* Document segment:

Immigrant families separated during President Donald Trump’s first term, once a potent symbol of harsh government overreach, are facing new legal obstacles from an emboldened second-term Trump administration.
Legal Obstacles and Conflicts
It’s an unusual predicament: The same administration that has been trying to deport them is now trying to take over the responsibility for guiding them through complex legal proceedings in immigration court.
The Justice Department says it’s about efficiency. Advocates and independent lawyers who have worked with the families call it an obvious conflict of interest. The issue will come to a head in a hearing scheduled Friday.
Challenges from Settlement
The latest clash stems from a 2023 court-approved settlement aimed at supporting the families separated by Trump’s immigration policies in 2017 and 2018. The settlement required the administration to provide a wide range of benefits, including government-funded legal services.
Until May 1, the families had been receiving legal support from outside groups, led by the Acacia Center for Justice, a nonprofit immigrant legal defense organization. These independent lawyers have helped them navigate the byzantine process of reunifying, applying for temporary legal status and deciphering immigration court — until the Justice Department abruptly declined to renew the contract with Acacia.

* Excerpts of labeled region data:
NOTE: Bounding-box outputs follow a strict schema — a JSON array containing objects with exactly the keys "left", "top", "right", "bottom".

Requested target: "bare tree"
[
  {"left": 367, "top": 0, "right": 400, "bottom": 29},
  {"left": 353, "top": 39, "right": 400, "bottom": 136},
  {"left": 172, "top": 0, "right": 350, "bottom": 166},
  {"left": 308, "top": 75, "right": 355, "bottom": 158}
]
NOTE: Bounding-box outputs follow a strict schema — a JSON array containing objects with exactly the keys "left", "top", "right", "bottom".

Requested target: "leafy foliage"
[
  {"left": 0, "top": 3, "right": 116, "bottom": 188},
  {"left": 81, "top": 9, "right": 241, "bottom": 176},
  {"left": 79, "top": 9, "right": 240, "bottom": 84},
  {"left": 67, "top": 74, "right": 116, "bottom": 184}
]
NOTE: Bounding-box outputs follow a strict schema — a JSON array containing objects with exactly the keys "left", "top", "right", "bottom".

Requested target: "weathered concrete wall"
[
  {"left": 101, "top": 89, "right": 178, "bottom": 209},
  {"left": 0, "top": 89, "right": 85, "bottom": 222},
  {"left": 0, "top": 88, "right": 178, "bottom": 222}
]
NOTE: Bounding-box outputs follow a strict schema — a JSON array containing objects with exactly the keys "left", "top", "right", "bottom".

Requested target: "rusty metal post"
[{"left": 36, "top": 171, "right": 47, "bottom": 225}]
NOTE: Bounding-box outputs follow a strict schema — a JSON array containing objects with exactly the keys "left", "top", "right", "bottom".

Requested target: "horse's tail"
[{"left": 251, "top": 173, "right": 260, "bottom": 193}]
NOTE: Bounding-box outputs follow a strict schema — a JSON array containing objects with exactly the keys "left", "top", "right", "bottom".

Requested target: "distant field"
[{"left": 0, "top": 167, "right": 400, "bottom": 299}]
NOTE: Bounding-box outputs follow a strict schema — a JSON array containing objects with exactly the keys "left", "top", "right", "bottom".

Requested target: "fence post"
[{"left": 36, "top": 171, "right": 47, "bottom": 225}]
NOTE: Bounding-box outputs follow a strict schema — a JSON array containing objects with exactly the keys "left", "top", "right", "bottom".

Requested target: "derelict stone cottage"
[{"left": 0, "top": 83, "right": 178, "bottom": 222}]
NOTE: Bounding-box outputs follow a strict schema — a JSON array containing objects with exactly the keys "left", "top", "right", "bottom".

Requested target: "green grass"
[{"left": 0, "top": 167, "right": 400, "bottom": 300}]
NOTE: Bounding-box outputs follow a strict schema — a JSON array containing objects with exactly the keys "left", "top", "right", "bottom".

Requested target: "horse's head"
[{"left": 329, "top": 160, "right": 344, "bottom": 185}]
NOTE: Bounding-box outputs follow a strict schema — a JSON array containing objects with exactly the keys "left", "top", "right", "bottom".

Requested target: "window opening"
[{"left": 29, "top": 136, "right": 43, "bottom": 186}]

* Do this:
Please list every year mentioned in the article on separated immigrant families.

* Complete output:
2017, 2018, 2023